══ Passage given ══

The perks of being male
This graph from the AIBM article The State of Working Class Men (8/29/2204) focuses on the death rate of working class men, which is considerably higher than the other three groups by age. It is worth pointing out that non-WC men die at a higher rate than non-WC women. Another example of discrimination against men (/s). It is also worth noting that WC women die at a much higher rate than non-WC women and even non-WC men.
The real takeaway is the class divide here. Now, is it any surprise that many of these working-class people might feel as if society isn’t working for them? Think about that the next time you wonder why any of them would vote for Trump. Yes, I know, Trump doesn’t have any policy to help them. True, but Democrats have made it clear that they are more concerned about those that went to college. What message is student loan debt relief sending the working class?
Scholarly group activism
This comes from the AEI report Scholarly Associations Gone Wild: Stop Publicly Funding Scholarly Groups That Trade Academics for Advocacy (8/26/2024).
On the one hand, this is to be expected. In an academic world rife with ideologues, it would be surprising if scholarly associations had somehow remained immune. On the other hand, this politicization raises hard questions about these entities’ nature and purpose. It also poses a simpler query for policymakers: Why should the public subsidize these organizations? While the members of politicized associations clearly have a First Amendment right to assemble and share their views, they have no special claim on the public purse.
And these academic associations are hardly cheap. We estimate that the average membership costs $193 per year and the average conference registration is $471. Each year, according to our calculations (which we’ll explain a bit further on),these fees add up to about $359 million, of which $227 million comes from faculty at public colleges and universities. To the extent these funds support organizations engaged in political advocacy, it’s a betrayal of academic integrity and taxpayers, who should not be obligated to subsidize professors’ political activity.
It might make sense to make some type of statement if it relates to the organizations scholarly activities. But here is one example that isn’t close to this:
Associations routinely take positions on issues that seem far from their fields of study. For example, the American Mathematical Society issued an official apology for its “failure to effectively combat the compounded effects of racism.”11 The nation’s mathematicians also issued a statement that “strongly condemns the Russian invasion of Ukraine” while “calling for an immediate halt to these hostilities and violations of international law.”
None of this helps the public perception, and largely the reality, of the one-sidedness of academics.

═══

_Things to do_.
(1) According to the commentary, what is the estimated average cost of conference registration at academic associations?
(2) Swap "graph" for "chart" and write out the commentary from "The perks of" to "even non-WC men.".
The records have no connection to the commentary.

══ Dataset ══

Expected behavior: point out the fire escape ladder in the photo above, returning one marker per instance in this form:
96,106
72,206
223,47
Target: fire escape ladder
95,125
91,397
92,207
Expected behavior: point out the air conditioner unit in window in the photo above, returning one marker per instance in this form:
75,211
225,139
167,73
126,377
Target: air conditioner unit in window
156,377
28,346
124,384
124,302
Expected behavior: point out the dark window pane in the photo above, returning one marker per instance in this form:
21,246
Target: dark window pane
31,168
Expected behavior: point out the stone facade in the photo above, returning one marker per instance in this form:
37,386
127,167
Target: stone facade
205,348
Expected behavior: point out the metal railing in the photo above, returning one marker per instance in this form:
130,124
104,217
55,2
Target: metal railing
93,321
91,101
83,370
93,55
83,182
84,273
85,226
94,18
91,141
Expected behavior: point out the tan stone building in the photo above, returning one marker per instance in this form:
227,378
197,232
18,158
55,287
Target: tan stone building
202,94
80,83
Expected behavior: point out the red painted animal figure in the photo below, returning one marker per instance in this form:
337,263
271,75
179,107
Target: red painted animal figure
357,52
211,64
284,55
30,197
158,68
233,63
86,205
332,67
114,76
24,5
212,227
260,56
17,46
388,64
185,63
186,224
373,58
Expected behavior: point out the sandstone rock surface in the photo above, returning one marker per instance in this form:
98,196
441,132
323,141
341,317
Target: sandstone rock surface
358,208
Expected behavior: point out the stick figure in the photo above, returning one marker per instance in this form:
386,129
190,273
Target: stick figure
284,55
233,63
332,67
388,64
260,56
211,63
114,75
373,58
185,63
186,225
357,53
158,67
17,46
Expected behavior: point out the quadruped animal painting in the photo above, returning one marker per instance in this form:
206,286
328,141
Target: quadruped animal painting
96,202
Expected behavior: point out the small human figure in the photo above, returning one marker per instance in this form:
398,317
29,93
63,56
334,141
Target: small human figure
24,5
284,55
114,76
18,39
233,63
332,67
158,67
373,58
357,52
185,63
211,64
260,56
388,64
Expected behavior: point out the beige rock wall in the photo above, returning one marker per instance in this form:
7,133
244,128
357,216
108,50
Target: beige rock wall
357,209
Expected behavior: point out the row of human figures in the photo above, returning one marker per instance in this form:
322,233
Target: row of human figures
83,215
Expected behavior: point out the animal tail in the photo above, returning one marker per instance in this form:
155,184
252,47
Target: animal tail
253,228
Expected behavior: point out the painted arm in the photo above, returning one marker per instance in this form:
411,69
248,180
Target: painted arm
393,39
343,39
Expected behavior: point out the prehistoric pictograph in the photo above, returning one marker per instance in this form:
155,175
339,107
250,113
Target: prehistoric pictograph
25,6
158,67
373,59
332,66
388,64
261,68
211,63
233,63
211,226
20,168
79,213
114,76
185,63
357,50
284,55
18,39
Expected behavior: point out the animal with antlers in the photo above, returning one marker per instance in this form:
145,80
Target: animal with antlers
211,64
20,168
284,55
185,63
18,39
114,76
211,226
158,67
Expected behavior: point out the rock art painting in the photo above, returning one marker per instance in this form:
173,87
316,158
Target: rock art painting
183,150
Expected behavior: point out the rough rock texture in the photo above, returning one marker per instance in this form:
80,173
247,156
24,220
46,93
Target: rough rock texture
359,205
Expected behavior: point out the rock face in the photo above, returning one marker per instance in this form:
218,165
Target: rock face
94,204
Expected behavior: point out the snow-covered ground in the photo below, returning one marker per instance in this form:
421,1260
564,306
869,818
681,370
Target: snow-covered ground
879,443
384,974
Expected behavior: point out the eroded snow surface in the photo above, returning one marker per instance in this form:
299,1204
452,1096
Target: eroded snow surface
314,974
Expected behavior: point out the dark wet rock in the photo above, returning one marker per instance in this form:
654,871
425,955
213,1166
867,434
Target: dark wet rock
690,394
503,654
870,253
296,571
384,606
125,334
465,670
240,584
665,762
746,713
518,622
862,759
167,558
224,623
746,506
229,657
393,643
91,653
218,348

═══

_Results for each task_.
(1) The average conference registration is estimated at $471.

(2)
The perks of being male
This chart from the AIBM article The State of Working Class Men (8/29/2204) focuses on the death rate of working class men, which is considerably higher than the other three groups by age. It is worth pointing out that non-WC men die at a higher rate than non-WC women. Another example of discrimination against men (/s). It is also worth noting that WC women die at a much higher rate than non-WC women and even non-WC men.